__Saved entries__
========

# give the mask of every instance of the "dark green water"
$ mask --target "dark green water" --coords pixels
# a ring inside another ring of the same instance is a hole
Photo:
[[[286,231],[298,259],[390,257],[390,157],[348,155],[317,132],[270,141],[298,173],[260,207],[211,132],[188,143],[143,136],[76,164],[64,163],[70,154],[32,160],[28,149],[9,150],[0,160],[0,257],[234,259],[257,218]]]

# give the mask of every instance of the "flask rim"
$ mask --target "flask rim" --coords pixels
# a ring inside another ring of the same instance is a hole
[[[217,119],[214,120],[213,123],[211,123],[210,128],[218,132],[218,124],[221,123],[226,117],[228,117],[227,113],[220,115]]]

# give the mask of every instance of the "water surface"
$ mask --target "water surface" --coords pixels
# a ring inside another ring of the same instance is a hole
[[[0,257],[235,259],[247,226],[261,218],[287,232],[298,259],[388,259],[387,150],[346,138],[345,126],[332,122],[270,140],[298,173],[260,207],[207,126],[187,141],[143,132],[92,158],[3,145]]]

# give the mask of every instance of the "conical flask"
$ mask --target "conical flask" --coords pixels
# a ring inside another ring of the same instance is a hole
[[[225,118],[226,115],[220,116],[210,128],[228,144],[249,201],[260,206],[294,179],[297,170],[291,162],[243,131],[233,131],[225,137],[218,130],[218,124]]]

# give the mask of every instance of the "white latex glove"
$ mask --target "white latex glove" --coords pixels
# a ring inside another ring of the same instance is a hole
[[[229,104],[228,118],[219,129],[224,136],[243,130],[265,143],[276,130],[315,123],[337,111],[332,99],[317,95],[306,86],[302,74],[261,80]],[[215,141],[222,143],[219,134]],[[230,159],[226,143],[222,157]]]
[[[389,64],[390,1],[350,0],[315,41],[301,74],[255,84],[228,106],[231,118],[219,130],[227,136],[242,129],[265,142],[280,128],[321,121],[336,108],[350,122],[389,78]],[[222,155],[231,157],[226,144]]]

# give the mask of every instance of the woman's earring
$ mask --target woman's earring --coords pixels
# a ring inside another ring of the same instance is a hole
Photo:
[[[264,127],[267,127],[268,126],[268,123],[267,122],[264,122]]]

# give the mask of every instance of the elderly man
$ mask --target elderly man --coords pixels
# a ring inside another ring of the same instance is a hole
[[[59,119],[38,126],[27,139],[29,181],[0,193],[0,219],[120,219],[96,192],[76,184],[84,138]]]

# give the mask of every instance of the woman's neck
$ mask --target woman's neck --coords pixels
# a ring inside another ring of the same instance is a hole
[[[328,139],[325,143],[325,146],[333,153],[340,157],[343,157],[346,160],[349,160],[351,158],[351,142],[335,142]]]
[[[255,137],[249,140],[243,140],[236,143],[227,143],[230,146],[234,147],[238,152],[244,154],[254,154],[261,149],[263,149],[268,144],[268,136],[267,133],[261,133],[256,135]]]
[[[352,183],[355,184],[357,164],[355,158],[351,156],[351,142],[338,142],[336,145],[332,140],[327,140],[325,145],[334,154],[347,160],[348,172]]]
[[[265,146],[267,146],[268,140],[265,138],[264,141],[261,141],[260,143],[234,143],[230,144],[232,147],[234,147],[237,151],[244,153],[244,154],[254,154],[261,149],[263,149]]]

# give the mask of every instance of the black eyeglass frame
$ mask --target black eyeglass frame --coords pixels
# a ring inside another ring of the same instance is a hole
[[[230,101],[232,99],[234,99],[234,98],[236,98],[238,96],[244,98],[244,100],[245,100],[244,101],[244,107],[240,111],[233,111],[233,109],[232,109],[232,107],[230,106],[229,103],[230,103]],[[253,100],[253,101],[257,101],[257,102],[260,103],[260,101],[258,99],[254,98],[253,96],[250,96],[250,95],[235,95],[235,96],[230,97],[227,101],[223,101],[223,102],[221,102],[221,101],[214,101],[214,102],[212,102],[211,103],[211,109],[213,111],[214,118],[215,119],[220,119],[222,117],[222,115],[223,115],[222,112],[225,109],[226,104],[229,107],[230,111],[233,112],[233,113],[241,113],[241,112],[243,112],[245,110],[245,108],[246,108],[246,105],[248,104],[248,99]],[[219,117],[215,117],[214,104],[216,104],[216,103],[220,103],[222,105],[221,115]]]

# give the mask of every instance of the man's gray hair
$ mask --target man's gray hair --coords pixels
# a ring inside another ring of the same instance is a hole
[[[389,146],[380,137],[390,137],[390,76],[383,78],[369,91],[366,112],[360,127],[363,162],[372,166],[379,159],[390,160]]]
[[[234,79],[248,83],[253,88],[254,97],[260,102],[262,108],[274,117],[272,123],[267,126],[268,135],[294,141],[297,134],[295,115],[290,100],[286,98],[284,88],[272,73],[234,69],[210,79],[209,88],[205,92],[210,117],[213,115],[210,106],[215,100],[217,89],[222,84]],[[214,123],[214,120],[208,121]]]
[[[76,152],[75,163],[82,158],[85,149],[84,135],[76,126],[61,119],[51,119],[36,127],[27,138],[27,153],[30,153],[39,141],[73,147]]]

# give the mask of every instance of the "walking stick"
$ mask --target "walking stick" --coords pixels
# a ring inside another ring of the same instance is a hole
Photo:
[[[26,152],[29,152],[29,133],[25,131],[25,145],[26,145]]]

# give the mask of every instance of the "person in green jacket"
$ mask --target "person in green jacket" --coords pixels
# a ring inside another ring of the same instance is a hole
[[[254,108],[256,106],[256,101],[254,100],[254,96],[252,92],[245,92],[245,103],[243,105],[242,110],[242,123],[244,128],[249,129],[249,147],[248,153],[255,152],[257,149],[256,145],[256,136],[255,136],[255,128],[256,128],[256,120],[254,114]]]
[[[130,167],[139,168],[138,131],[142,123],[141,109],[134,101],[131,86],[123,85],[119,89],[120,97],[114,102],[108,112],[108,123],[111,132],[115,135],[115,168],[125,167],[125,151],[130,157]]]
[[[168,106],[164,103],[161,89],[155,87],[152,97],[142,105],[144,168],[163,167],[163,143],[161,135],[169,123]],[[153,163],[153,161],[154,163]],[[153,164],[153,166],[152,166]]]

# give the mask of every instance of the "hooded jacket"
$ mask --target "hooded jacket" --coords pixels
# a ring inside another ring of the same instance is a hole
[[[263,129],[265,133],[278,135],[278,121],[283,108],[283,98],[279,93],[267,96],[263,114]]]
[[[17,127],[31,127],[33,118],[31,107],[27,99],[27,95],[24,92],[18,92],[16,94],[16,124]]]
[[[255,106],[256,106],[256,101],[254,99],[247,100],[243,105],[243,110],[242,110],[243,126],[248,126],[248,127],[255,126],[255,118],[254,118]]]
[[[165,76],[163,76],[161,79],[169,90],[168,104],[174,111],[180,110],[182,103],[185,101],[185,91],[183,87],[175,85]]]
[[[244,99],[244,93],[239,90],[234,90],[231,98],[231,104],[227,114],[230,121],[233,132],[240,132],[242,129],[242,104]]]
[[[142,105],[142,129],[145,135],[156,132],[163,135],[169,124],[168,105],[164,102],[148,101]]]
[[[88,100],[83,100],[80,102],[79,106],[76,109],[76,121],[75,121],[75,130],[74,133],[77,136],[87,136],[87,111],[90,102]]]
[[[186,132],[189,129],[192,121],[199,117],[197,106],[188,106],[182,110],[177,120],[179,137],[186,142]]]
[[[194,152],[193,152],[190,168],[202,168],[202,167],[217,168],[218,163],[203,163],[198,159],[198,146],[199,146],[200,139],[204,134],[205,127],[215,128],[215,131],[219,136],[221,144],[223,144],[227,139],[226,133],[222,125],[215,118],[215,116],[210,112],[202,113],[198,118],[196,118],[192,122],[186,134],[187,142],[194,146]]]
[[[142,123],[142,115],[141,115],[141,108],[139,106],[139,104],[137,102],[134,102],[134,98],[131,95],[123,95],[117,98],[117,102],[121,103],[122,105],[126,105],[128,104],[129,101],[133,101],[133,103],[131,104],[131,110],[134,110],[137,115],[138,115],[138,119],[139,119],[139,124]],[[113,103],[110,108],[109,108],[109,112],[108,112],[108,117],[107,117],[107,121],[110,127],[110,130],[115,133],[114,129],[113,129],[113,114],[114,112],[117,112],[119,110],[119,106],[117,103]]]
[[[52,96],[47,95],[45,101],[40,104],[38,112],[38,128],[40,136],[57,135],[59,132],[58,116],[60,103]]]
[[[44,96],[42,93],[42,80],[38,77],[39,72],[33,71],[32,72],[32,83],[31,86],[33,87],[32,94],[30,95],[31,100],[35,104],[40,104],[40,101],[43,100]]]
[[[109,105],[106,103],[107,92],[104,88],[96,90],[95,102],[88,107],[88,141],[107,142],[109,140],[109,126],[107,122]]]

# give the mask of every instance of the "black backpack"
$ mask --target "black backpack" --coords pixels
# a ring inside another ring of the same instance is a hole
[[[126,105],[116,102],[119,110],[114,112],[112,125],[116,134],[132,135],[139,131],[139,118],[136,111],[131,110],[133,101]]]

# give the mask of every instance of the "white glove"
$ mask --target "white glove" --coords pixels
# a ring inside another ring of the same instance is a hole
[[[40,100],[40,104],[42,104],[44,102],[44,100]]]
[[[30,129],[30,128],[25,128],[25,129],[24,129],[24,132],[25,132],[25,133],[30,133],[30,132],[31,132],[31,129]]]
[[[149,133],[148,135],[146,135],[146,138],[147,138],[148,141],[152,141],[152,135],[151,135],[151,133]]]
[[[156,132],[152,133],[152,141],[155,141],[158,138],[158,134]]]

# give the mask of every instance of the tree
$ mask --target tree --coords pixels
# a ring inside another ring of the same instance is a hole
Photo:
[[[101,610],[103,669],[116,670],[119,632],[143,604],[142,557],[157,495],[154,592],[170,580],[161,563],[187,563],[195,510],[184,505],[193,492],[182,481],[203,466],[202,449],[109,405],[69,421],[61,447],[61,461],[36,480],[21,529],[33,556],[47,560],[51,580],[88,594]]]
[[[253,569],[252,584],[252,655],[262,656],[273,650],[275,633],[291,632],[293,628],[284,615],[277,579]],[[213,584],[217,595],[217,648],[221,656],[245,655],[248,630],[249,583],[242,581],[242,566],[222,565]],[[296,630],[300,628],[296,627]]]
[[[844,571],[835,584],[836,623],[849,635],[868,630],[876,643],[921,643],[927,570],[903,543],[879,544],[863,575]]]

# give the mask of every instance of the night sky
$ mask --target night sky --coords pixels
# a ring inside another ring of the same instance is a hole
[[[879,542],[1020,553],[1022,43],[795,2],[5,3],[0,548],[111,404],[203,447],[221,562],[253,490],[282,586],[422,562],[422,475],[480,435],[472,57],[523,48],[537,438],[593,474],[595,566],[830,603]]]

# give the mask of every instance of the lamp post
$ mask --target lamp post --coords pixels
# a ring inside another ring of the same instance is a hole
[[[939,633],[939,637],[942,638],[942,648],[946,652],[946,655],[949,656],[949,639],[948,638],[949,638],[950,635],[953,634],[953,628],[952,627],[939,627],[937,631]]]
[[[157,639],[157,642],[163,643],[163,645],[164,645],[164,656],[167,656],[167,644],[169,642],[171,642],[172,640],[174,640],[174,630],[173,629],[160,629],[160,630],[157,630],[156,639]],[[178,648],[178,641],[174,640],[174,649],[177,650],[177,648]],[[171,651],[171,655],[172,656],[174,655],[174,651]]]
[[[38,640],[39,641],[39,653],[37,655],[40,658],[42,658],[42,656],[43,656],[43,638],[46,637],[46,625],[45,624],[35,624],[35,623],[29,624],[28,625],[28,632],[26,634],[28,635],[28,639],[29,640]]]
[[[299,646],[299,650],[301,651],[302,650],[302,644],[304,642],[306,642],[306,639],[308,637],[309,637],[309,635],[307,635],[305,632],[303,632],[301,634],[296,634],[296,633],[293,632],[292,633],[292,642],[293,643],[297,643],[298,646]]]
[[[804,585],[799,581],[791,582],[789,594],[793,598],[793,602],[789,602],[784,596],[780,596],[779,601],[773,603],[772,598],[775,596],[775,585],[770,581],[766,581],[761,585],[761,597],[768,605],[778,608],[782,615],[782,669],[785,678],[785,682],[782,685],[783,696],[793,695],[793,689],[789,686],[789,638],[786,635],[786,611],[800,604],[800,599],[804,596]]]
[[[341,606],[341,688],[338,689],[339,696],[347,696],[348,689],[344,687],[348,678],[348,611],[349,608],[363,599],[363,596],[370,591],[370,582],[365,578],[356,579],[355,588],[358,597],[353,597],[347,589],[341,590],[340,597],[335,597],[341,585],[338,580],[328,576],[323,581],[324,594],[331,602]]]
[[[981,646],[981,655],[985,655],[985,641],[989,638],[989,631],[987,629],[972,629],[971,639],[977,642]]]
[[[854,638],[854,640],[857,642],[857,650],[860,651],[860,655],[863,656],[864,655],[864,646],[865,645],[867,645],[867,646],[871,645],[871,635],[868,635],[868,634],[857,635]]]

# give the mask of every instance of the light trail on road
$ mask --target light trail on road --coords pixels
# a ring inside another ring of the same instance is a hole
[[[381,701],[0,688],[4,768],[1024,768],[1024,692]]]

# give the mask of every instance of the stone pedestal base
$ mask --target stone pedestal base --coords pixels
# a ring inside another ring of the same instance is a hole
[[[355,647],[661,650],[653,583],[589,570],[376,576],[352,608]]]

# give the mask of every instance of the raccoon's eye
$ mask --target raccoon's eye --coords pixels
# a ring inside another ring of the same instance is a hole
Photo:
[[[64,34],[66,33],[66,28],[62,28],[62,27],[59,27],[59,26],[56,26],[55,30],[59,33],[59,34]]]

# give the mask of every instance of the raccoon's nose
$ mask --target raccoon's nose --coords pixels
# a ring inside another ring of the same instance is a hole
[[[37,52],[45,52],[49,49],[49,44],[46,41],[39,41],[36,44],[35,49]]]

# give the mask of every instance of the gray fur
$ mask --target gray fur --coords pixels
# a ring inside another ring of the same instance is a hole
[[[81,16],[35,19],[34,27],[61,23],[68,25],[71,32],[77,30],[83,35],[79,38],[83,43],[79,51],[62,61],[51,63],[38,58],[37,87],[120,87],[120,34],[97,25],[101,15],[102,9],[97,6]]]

========

__Task prompt__
Print, exactly and only, the lines running from the one with "# give the mask of every instance of the raccoon's eye" to the end of the data above.

__Reply to the task__
# give the mask of every instance of the raccoon's eye
$ mask --target raccoon's eye --coords pixels
# a ring inside another ring of the same instance is a hole
Photo:
[[[64,34],[66,33],[66,28],[62,28],[62,27],[59,27],[59,26],[56,26],[55,30],[59,33],[59,34]]]

# give the mask of every instance of the raccoon's nose
$ mask --target raccoon's nose --coords pixels
# a ring inside another ring of the same instance is a hole
[[[37,52],[45,52],[49,49],[49,44],[46,41],[39,41],[36,44],[35,49]]]

# give the mask of every instance of the gray fur
$ mask --target gray fur --coords pixels
# a ring inside another ring of the same instance is a hole
[[[81,16],[35,19],[34,27],[61,23],[68,25],[71,32],[77,30],[83,35],[79,38],[83,43],[79,51],[62,61],[51,63],[38,58],[37,87],[120,87],[120,34],[97,25],[101,15],[102,9],[97,6]]]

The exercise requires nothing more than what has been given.